▸ **Set problem**:
Copy the entries verbatim, from the line containing "Keep to two rules. Tag each instance of the wooden board" through the line containing "x=885 y=269", inclusive.

Records from a data source

--- START ---

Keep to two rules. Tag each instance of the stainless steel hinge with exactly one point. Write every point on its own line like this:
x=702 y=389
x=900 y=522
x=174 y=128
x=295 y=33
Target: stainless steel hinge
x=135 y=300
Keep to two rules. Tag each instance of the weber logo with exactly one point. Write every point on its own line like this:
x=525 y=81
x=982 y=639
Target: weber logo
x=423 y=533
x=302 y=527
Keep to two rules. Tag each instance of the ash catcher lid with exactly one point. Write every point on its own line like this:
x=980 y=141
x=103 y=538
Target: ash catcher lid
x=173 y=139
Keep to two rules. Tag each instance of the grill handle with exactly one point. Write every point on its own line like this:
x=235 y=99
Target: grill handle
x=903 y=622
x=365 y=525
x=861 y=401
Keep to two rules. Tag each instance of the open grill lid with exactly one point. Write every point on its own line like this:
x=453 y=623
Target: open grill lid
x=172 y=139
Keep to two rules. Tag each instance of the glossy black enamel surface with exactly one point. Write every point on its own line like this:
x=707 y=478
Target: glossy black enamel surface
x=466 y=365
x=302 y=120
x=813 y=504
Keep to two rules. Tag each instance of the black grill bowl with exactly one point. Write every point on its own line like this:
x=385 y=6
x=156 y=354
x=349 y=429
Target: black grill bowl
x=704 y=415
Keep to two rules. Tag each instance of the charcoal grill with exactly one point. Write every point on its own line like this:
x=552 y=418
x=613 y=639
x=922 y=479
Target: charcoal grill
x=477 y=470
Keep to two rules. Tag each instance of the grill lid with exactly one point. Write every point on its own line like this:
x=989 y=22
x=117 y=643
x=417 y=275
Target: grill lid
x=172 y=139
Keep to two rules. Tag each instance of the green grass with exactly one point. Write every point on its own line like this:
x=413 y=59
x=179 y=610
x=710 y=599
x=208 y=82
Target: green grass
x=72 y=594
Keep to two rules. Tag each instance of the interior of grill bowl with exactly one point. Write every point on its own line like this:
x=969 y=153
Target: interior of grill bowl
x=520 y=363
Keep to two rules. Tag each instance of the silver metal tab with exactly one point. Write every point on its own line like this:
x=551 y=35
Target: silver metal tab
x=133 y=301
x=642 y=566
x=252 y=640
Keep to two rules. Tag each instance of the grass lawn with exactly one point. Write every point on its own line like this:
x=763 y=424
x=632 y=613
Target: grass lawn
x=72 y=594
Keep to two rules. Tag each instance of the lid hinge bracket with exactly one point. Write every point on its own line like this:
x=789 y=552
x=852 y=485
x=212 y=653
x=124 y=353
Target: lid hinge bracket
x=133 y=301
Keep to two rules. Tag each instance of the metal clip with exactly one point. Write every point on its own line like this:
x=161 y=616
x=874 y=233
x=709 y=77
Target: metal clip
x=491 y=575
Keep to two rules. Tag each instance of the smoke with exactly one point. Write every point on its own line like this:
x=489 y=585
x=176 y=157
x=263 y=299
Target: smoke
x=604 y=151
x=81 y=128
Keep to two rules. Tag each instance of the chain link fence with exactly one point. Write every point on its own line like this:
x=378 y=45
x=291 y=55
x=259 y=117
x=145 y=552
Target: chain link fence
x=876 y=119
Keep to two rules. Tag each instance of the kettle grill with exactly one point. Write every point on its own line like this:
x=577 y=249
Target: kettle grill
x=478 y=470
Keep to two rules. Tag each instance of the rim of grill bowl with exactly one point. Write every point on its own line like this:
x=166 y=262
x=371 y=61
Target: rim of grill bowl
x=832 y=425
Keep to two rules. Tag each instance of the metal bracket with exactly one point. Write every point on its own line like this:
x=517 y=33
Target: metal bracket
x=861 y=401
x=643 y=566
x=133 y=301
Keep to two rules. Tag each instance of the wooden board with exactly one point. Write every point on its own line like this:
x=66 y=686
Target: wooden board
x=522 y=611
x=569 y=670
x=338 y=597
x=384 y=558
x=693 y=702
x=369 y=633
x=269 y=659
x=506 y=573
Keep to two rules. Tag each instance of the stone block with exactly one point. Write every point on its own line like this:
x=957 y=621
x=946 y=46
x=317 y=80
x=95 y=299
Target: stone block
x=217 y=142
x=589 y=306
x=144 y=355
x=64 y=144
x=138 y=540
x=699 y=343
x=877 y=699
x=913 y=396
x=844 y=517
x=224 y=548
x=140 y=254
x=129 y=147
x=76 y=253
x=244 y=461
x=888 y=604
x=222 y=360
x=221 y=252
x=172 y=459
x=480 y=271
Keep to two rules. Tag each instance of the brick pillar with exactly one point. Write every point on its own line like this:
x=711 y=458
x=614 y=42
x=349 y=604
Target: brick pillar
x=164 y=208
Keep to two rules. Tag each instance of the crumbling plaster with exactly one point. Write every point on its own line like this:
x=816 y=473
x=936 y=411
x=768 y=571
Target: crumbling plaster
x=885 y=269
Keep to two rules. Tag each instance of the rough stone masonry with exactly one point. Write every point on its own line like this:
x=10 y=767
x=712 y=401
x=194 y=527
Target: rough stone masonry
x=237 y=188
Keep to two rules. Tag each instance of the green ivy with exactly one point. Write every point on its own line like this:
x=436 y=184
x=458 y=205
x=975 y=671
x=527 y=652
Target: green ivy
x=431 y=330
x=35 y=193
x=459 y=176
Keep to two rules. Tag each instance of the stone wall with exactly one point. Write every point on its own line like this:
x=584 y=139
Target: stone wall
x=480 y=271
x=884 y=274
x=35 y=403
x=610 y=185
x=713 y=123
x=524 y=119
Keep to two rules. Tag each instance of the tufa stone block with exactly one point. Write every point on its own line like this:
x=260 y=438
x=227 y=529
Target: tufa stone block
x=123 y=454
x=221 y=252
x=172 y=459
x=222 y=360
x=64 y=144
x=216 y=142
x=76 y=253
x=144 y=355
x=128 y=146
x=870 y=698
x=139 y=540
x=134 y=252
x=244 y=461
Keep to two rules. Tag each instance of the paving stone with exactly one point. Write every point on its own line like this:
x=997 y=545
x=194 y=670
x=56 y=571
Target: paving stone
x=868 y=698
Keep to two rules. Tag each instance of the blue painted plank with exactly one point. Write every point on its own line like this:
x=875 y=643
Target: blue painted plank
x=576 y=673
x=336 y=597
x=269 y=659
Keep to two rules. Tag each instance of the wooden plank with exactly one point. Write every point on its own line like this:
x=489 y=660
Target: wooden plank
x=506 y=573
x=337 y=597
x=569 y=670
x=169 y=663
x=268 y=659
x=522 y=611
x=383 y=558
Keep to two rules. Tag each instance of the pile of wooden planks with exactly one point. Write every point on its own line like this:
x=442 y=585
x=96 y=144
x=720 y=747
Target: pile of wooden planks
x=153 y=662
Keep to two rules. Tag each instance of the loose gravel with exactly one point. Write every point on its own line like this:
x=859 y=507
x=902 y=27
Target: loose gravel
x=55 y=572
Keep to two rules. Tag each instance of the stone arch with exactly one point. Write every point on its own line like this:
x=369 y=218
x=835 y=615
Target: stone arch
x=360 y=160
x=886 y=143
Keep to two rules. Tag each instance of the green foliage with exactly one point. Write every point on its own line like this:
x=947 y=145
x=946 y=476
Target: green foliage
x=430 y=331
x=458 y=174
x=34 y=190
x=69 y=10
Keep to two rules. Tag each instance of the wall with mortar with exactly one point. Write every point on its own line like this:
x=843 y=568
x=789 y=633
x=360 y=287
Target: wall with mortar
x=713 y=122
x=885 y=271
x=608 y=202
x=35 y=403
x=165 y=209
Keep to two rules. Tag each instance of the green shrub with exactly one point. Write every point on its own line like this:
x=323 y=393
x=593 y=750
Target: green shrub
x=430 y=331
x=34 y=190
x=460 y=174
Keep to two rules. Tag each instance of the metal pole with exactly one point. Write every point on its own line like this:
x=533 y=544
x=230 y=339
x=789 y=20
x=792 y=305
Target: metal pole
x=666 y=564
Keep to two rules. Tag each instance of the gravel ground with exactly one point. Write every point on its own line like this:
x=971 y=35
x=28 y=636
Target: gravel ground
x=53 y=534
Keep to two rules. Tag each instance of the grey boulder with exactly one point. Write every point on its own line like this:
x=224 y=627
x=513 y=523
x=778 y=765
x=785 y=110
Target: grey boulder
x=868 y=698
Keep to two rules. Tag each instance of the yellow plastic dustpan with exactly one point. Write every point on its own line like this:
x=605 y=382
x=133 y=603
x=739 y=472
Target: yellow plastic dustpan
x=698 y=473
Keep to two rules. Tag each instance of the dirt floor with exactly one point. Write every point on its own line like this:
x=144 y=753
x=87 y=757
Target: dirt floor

--- END ---

▸ **Finished task**:
Keep to two rules. Tag each instance of the wooden board with exactly one point. Write every point on its own line like this:
x=66 y=686
Target: wooden board
x=522 y=611
x=569 y=670
x=338 y=597
x=384 y=558
x=693 y=702
x=369 y=633
x=269 y=659
x=506 y=573
Keep to two rules. Tag each instance of the stone block with exactly one point. Write every point on its own line like this:
x=957 y=621
x=946 y=46
x=317 y=80
x=95 y=299
Target: stone block
x=217 y=142
x=589 y=306
x=144 y=355
x=64 y=144
x=138 y=540
x=699 y=343
x=877 y=699
x=913 y=396
x=844 y=517
x=224 y=548
x=140 y=254
x=129 y=147
x=76 y=253
x=244 y=461
x=888 y=604
x=222 y=360
x=221 y=252
x=172 y=459
x=480 y=271
Keep to two rules. Tag each instance of the brick pillar with exactly one point. Write every point on its own line like this:
x=711 y=458
x=614 y=42
x=349 y=604
Target: brick pillar
x=164 y=208
Keep to two rules. Tag each instance of the crumbling plaster with exactly one point. Write every point on its own line like this:
x=816 y=473
x=936 y=411
x=768 y=571
Target: crumbling plaster
x=885 y=269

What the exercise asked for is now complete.